▶ [What you will do]
Write out every line of the material as it stands, apart from the pictures.

▶ [Data in this exercise]

□ □ □ □ □ □ □

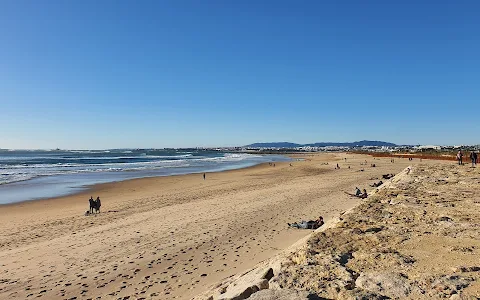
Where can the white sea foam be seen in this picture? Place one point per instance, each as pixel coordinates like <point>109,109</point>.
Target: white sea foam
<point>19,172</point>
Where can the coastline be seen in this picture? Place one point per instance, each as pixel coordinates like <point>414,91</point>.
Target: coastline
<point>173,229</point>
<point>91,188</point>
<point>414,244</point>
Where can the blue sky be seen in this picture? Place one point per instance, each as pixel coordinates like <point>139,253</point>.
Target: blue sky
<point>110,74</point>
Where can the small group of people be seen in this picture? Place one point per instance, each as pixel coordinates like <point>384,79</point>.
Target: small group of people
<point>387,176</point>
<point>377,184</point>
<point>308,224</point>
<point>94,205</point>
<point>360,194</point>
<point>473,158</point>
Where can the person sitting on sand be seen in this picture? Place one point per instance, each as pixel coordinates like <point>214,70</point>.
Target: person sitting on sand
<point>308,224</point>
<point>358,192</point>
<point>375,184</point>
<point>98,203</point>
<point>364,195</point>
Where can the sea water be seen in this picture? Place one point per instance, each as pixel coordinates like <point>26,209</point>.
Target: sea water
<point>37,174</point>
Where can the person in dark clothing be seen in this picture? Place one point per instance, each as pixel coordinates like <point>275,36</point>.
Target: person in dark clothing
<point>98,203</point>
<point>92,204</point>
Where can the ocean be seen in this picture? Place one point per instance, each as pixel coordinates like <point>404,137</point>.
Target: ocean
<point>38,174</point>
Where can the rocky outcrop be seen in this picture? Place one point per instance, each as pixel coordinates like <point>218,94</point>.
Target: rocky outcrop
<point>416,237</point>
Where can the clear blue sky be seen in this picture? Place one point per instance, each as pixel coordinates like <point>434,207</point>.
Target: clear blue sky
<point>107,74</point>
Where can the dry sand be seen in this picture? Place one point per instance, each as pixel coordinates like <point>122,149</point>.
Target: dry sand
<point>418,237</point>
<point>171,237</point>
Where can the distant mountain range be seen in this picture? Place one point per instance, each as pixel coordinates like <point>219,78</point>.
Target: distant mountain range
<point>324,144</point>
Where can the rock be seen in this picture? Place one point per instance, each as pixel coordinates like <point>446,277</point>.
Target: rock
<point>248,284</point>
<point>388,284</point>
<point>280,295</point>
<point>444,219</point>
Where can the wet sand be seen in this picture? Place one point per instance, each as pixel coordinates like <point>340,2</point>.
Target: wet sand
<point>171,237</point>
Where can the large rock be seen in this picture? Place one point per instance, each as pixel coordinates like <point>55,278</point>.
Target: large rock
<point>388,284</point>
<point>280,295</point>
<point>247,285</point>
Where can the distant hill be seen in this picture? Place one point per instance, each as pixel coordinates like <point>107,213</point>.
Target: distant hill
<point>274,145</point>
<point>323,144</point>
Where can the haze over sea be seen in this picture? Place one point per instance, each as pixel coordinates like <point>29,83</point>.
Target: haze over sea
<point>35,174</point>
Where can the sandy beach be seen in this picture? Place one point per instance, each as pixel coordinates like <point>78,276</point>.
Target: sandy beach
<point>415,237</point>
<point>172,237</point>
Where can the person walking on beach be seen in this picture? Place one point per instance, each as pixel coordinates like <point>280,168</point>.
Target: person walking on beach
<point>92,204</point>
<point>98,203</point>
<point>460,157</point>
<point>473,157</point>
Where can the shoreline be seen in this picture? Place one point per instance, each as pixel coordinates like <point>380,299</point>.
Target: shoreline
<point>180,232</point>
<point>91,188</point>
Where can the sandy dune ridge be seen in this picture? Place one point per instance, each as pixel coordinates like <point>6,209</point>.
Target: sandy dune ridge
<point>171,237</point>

□ □ □ □ □ □ □

▶ [Task output]
Where can the white sea foam be seen in this picture? Place one point per instance, each as pixel coordinates like <point>109,109</point>.
Target: white sea foam
<point>19,172</point>
Where can the coastline be seen in this picture? Place one point per instance, each as pixel coordinates like <point>414,91</point>.
Target: coastline
<point>173,229</point>
<point>91,188</point>
<point>414,244</point>
Where can the blue sky be seen in this picture? Place one point per instance, each as pixel coordinates like <point>139,253</point>.
Target: blue sky
<point>110,74</point>
Where can the small group of people be seen in this picture? Place one point per instance, each as pixel coordinates like <point>384,79</point>.
Target: small group of people
<point>387,176</point>
<point>377,184</point>
<point>308,224</point>
<point>94,205</point>
<point>360,194</point>
<point>473,158</point>
Where can the person sitting on sand be seen in this picture? Place one point per instance, each as pixel coordinates like <point>214,70</point>.
Target: person sitting on sand
<point>308,224</point>
<point>358,192</point>
<point>375,184</point>
<point>98,203</point>
<point>364,195</point>
Where can the sea water be seen in this picture? Place one point per instance, each as pixel coordinates like <point>26,209</point>.
Target: sea water
<point>37,174</point>
Where can the person in dark clothing be seen in this picture? Place one point per instance, each as pixel coordinates like <point>275,36</point>.
Target: person in dark clothing
<point>98,203</point>
<point>92,204</point>
Where can the ocean be seen in this picture? Place one point per instance, each as pixel coordinates like <point>404,137</point>.
Target: ocean
<point>38,174</point>
Where can the rocky outcrop be seen in this picture? Place one point per instance, each as pixel coordinates like <point>218,94</point>.
Target: rocky outcrop
<point>416,237</point>
Where can the clear blue sky be seen in this picture? Place one point per instance, each as pixel coordinates like <point>434,207</point>.
Target: clear blue sky
<point>107,74</point>
Where can the dry sand be seen in this picture? Place one point per instance, each as pixel coordinates like <point>122,149</point>.
Target: dry sand
<point>418,237</point>
<point>171,237</point>
Where can the distant mountain range be seen in this picture? Place one point per instance, each as pixel coordinates like <point>219,78</point>.
Target: distant mountain range
<point>324,144</point>
Where can the rock be seen in this picture? Place one point per instance, each as pixel coordinates like <point>446,277</point>.
Target: rock
<point>248,284</point>
<point>388,284</point>
<point>280,295</point>
<point>444,219</point>
Where can the wet sand be seen in this picture? Place one point per instance, each as pixel coordinates like <point>340,2</point>.
Target: wet sand
<point>171,237</point>
Where can the large rock be seen in this picture? Place one point per instance, each as pixel coordinates like <point>55,278</point>.
Target: large rock
<point>388,284</point>
<point>280,295</point>
<point>247,285</point>
Where can the distant hill be seen in this picture? Place one point per instance, each as pixel coordinates like <point>107,213</point>.
Target: distant hill
<point>274,145</point>
<point>323,144</point>
Where can the haze over sea be seen in this picture? Place one point per instance, each as pixel coordinates like <point>29,83</point>.
Target: haze over sea
<point>35,174</point>
Where can the sandy beach be seen in this picture? Place one point per instance, each as pixel coordinates like <point>78,276</point>.
Target: sandy beach
<point>415,237</point>
<point>172,237</point>
Where can the person walking on beach be seen in this picture? Place one point per instance, each as pixel coordinates like <point>280,168</point>.
Target: person walking on beach
<point>92,204</point>
<point>98,203</point>
<point>460,157</point>
<point>473,157</point>
Where can the shoreline be seen in this picture? Place one point per instance, each as pixel coordinates like <point>380,299</point>.
Target: shoreline
<point>180,232</point>
<point>91,188</point>
Where can the sandy dune ridge be seen in this picture? Place one point per instance, each as pixel coordinates like <point>6,209</point>.
Target: sandy dune ridge
<point>171,237</point>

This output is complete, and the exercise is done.